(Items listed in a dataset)
+-------+
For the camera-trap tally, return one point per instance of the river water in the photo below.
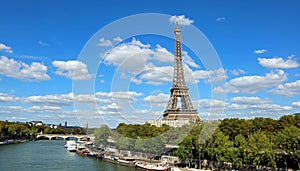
(47, 155)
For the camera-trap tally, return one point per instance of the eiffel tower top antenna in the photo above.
(180, 106)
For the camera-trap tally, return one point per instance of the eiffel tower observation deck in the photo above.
(180, 106)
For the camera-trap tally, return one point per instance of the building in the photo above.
(173, 123)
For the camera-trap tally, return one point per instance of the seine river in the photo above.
(50, 155)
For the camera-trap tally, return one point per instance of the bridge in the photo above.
(62, 136)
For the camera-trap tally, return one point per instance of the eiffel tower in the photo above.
(180, 106)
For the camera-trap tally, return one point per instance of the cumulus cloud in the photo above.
(254, 84)
(237, 72)
(7, 98)
(159, 100)
(75, 70)
(123, 55)
(279, 62)
(181, 19)
(20, 70)
(287, 89)
(155, 66)
(43, 43)
(207, 75)
(249, 100)
(296, 104)
(220, 19)
(214, 104)
(5, 48)
(118, 39)
(219, 90)
(260, 51)
(104, 42)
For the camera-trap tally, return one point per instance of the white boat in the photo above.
(151, 167)
(71, 146)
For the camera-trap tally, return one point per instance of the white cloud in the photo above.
(123, 55)
(43, 43)
(158, 75)
(163, 55)
(220, 19)
(75, 70)
(296, 104)
(279, 62)
(5, 48)
(19, 70)
(207, 75)
(7, 98)
(214, 104)
(287, 89)
(118, 39)
(104, 42)
(237, 72)
(188, 60)
(254, 84)
(181, 19)
(136, 80)
(160, 100)
(260, 51)
(50, 100)
(146, 61)
(219, 90)
(249, 100)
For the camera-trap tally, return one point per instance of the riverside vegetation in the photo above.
(256, 142)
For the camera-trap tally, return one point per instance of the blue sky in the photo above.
(254, 73)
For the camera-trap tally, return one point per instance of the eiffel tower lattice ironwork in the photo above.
(180, 106)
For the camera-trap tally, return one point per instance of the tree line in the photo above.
(242, 142)
(17, 130)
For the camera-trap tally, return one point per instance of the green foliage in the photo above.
(256, 142)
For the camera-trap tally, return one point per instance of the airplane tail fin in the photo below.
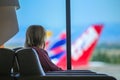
(83, 47)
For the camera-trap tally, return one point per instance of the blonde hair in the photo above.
(35, 36)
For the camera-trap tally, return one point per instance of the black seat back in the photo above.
(6, 62)
(28, 61)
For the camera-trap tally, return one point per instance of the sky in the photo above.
(51, 14)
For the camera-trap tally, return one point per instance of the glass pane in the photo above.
(105, 57)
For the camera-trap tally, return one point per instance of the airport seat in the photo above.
(31, 69)
(28, 62)
(6, 63)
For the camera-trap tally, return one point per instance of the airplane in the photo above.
(82, 48)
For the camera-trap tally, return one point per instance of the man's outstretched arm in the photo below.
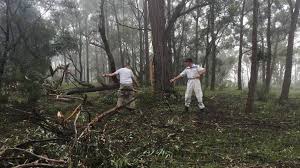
(176, 78)
(109, 74)
(201, 72)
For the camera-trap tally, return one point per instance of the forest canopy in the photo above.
(61, 65)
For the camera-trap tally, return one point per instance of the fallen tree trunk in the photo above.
(100, 116)
(95, 89)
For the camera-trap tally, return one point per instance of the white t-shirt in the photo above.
(191, 72)
(125, 75)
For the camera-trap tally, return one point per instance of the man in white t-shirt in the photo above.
(126, 90)
(193, 73)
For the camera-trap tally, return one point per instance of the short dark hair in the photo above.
(188, 60)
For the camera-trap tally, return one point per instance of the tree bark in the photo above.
(207, 53)
(119, 35)
(197, 34)
(102, 32)
(240, 84)
(87, 43)
(269, 52)
(213, 45)
(289, 58)
(4, 56)
(253, 78)
(80, 51)
(161, 51)
(141, 47)
(146, 41)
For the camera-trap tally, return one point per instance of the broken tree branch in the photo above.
(100, 116)
(95, 89)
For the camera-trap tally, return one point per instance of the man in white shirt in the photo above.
(126, 90)
(193, 73)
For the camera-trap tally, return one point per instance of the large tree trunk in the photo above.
(269, 52)
(119, 35)
(87, 43)
(141, 47)
(213, 45)
(253, 78)
(289, 58)
(4, 56)
(197, 34)
(146, 41)
(102, 31)
(161, 52)
(207, 53)
(80, 51)
(240, 84)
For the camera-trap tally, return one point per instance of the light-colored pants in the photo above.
(125, 94)
(194, 85)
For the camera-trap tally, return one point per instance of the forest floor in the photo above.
(161, 134)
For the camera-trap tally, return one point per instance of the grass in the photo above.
(161, 134)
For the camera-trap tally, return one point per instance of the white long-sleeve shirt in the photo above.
(125, 75)
(192, 72)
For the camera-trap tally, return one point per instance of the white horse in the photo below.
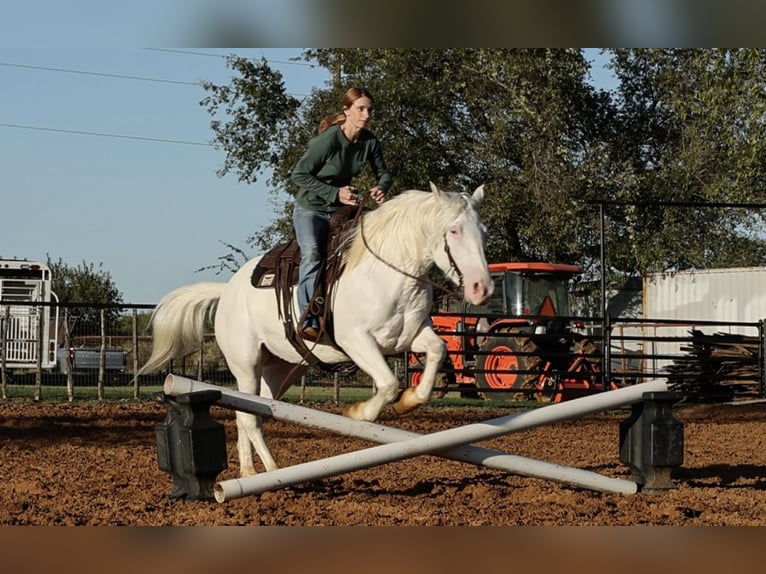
(381, 307)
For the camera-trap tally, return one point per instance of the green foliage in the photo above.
(86, 283)
(693, 131)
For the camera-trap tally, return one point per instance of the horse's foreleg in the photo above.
(249, 426)
(433, 346)
(249, 437)
(367, 356)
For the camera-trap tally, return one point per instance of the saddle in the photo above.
(278, 269)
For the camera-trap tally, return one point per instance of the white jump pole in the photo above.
(410, 444)
(175, 385)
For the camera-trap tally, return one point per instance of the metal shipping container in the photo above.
(736, 295)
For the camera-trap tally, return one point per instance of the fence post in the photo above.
(761, 359)
(135, 354)
(607, 367)
(102, 357)
(5, 323)
(336, 387)
(41, 348)
(69, 362)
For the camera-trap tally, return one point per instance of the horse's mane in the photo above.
(401, 229)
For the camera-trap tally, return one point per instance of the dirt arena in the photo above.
(96, 464)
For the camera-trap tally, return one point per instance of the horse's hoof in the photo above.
(352, 412)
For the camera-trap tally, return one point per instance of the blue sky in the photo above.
(143, 199)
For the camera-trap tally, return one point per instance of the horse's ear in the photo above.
(478, 194)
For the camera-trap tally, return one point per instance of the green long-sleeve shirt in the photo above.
(331, 162)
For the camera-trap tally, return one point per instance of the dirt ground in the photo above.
(96, 464)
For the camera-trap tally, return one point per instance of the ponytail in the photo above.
(351, 95)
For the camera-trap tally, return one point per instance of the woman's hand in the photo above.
(348, 195)
(377, 194)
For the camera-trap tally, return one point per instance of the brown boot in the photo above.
(310, 334)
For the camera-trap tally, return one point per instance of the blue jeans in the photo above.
(311, 231)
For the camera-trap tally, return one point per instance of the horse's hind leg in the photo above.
(249, 437)
(432, 345)
(269, 379)
(367, 357)
(250, 427)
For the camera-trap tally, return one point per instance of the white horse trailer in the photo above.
(28, 315)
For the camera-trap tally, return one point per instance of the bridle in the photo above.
(425, 280)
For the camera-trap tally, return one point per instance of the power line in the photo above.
(101, 134)
(120, 76)
(208, 54)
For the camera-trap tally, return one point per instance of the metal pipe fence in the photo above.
(728, 356)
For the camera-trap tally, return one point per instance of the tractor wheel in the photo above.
(498, 357)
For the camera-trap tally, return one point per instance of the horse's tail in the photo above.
(178, 322)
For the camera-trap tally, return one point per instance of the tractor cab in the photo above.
(521, 335)
(522, 290)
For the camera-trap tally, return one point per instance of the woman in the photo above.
(323, 175)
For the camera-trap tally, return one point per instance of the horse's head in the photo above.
(462, 258)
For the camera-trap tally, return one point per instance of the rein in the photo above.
(425, 280)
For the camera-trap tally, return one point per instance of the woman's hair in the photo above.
(351, 95)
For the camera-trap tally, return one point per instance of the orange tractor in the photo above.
(520, 345)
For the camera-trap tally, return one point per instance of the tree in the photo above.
(87, 289)
(523, 122)
(692, 131)
(684, 125)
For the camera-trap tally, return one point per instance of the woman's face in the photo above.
(358, 114)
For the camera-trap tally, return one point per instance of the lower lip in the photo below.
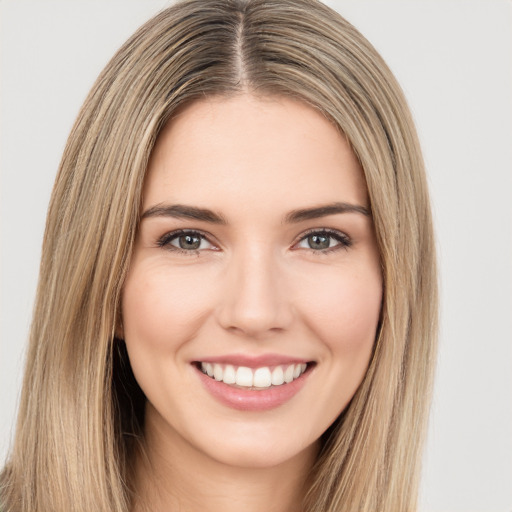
(253, 399)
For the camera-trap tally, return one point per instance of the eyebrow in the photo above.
(322, 211)
(180, 211)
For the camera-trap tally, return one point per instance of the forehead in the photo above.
(246, 152)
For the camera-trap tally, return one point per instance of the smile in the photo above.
(253, 378)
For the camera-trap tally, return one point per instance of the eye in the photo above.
(324, 241)
(185, 241)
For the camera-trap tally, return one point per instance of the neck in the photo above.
(171, 474)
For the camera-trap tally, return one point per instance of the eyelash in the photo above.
(344, 242)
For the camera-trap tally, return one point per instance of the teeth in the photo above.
(278, 376)
(229, 375)
(261, 378)
(244, 377)
(288, 374)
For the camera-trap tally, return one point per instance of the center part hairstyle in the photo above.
(81, 413)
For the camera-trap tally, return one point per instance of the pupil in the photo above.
(318, 241)
(190, 242)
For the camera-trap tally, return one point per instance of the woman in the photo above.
(237, 298)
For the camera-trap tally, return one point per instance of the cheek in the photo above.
(344, 310)
(161, 310)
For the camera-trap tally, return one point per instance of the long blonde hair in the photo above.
(81, 411)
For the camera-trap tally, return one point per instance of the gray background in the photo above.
(453, 59)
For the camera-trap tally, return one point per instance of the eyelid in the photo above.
(165, 239)
(344, 240)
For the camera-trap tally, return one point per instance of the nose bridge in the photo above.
(254, 300)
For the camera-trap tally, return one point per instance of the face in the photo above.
(252, 302)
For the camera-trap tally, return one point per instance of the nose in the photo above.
(254, 301)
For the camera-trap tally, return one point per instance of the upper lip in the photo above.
(251, 361)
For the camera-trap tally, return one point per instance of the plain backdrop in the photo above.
(454, 61)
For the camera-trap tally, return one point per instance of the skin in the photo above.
(254, 286)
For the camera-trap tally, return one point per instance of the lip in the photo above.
(254, 361)
(252, 399)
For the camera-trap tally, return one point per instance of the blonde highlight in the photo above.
(80, 414)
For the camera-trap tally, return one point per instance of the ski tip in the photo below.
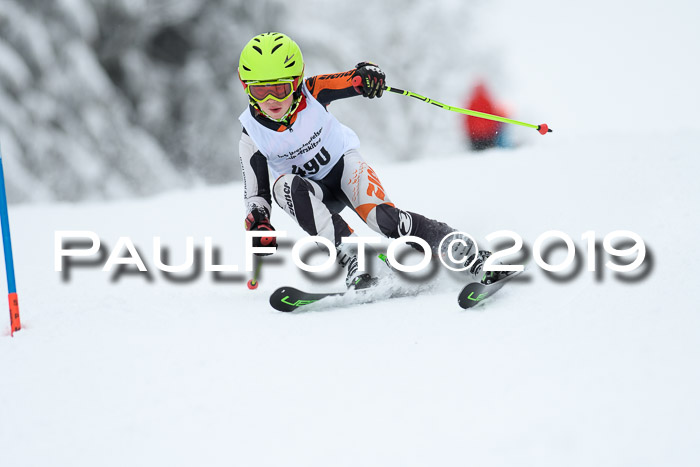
(543, 129)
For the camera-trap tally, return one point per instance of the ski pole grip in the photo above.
(357, 84)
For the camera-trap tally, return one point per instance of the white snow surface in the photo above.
(578, 372)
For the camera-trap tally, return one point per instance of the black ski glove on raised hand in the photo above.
(258, 219)
(369, 80)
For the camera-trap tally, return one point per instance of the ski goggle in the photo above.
(275, 90)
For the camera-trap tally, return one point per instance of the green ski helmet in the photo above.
(269, 57)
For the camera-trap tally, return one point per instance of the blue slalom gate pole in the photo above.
(9, 263)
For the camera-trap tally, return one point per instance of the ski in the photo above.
(290, 299)
(474, 293)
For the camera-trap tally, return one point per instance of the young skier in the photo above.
(314, 159)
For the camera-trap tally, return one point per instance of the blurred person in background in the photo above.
(314, 160)
(482, 133)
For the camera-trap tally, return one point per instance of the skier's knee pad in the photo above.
(289, 190)
(391, 221)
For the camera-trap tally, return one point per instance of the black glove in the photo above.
(369, 80)
(258, 219)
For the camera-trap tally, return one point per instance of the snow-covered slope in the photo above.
(581, 370)
(577, 372)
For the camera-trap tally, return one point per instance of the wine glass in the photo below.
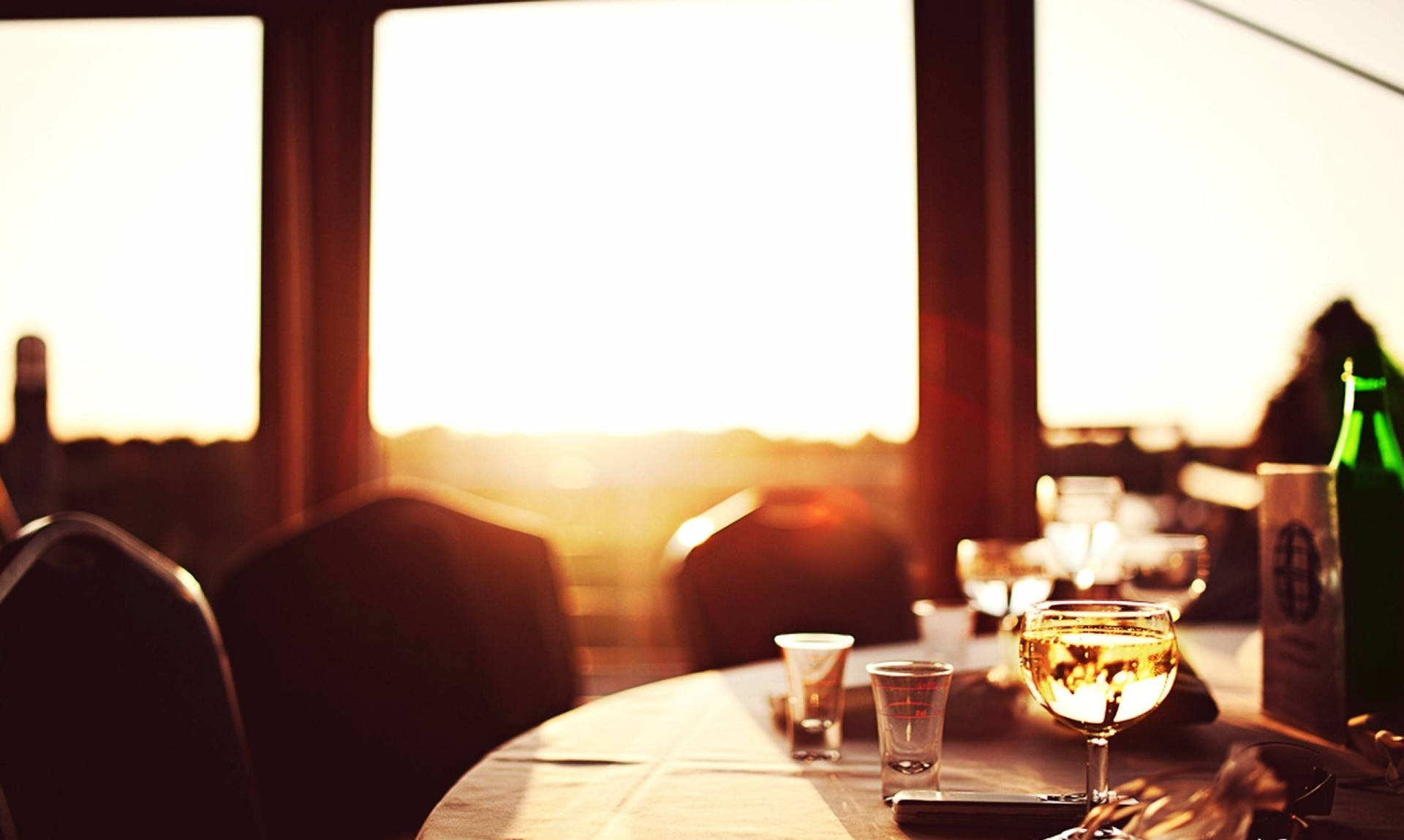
(1098, 667)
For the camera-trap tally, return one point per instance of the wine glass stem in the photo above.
(1097, 791)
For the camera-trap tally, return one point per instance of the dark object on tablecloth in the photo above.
(384, 648)
(117, 711)
(788, 561)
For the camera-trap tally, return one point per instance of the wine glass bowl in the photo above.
(1098, 667)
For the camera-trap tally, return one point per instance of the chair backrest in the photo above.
(382, 648)
(117, 710)
(767, 562)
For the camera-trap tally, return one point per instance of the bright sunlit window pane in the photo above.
(129, 158)
(645, 215)
(1204, 194)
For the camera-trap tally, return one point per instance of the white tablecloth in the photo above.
(698, 756)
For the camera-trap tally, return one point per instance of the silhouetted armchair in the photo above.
(117, 711)
(384, 648)
(767, 562)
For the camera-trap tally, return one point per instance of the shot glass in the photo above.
(912, 714)
(815, 708)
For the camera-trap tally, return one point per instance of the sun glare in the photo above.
(635, 216)
(129, 156)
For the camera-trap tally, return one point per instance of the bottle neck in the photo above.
(1368, 439)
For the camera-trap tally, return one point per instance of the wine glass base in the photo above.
(1103, 833)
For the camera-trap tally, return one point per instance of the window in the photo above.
(604, 216)
(129, 222)
(1204, 194)
(631, 257)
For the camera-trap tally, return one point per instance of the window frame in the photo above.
(973, 457)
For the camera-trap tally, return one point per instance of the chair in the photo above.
(117, 710)
(385, 646)
(767, 562)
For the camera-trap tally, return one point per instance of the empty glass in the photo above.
(815, 704)
(912, 715)
(1169, 570)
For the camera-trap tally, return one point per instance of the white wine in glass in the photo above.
(1098, 667)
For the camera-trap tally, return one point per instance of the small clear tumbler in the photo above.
(912, 714)
(815, 710)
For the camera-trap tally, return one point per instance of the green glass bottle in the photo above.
(1369, 491)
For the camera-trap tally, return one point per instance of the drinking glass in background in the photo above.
(1098, 667)
(815, 703)
(912, 713)
(946, 629)
(1003, 578)
(1170, 570)
(1079, 515)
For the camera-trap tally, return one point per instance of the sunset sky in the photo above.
(683, 214)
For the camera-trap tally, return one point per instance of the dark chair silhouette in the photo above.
(767, 562)
(117, 711)
(384, 648)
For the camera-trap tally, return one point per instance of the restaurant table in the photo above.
(700, 756)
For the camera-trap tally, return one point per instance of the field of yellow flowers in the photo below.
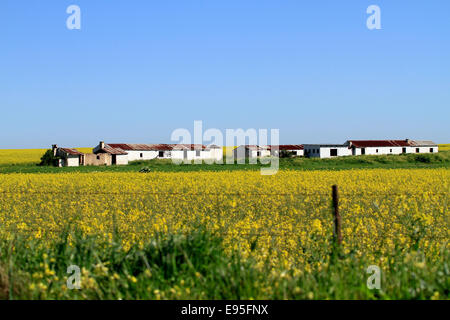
(282, 222)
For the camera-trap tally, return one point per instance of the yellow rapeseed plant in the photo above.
(273, 218)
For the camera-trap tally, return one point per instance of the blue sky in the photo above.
(137, 70)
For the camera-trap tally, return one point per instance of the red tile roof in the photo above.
(70, 151)
(379, 143)
(154, 147)
(290, 147)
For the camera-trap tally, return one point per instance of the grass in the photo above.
(194, 266)
(435, 160)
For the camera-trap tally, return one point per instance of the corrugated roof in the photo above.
(422, 143)
(154, 147)
(111, 150)
(70, 151)
(289, 147)
(188, 147)
(379, 143)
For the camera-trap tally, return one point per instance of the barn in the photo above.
(135, 152)
(251, 151)
(293, 150)
(378, 147)
(423, 146)
(68, 157)
(326, 150)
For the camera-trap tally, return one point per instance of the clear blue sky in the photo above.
(137, 70)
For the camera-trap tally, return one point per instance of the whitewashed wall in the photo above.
(121, 159)
(71, 161)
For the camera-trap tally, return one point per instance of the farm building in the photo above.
(420, 146)
(104, 154)
(369, 147)
(251, 151)
(67, 157)
(132, 152)
(326, 150)
(293, 150)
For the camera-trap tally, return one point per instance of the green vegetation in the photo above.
(432, 160)
(195, 266)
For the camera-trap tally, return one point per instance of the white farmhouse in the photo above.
(295, 150)
(67, 157)
(326, 150)
(163, 151)
(251, 151)
(378, 147)
(422, 146)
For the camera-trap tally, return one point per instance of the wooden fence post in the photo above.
(337, 217)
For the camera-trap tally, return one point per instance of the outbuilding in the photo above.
(326, 150)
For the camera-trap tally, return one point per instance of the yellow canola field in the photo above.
(282, 219)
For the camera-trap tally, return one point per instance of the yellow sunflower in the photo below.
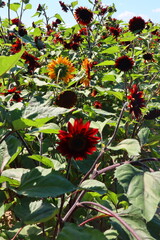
+-------+
• What is required: Retype the lines exactly. Begin at the one that holds "field in the photo above.", stop at the last line of the entries above, and drop the pictures.

• Exercise response:
For the camera-trap tally, return one point per instance of the yellow canola field in the photo above.
(282, 219)
For the camera-trap tally, return one point per instance of the yellow sunflower in the photo below.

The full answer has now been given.